* What to do *
Rewrite every line of the entries below in full, multiplying each coordinate in the answers by 0.85 and rounding the result to the nearest whole number, with halves rounded up.

* Stored data *
START

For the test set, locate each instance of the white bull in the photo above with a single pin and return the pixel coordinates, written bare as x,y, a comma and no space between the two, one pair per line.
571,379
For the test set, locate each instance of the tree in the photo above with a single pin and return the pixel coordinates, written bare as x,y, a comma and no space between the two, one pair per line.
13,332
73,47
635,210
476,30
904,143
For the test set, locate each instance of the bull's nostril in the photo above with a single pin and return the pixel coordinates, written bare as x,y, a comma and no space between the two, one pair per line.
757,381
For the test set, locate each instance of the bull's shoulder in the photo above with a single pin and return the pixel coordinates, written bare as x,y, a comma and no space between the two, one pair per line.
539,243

END

* Output of the exercise *
For the test set, locate each instance of the white bull in the photo above with a single pin and return the pixel coordinates, written bare as x,y, a comma and no space between the two, one pair per line.
485,322
For the test set, locate each instance of the tree in the photo above with a single pin and return the pixel coordinates, written bare as x,y, a comma and no space between the two, one pair per line.
11,282
62,40
540,179
405,26
768,122
For the test set, locate each instance of the bull's nostril in the photo above with a single pin and return the pixel coordinates, written bare as x,y, a comma and no space between the two, one pair per line.
643,324
For the test set, locate each instance of the bull's shoulder in the photo above with a single pin and return the pixel coordinates, written bare as x,y, a comma and no space between the two, one pair per line.
458,207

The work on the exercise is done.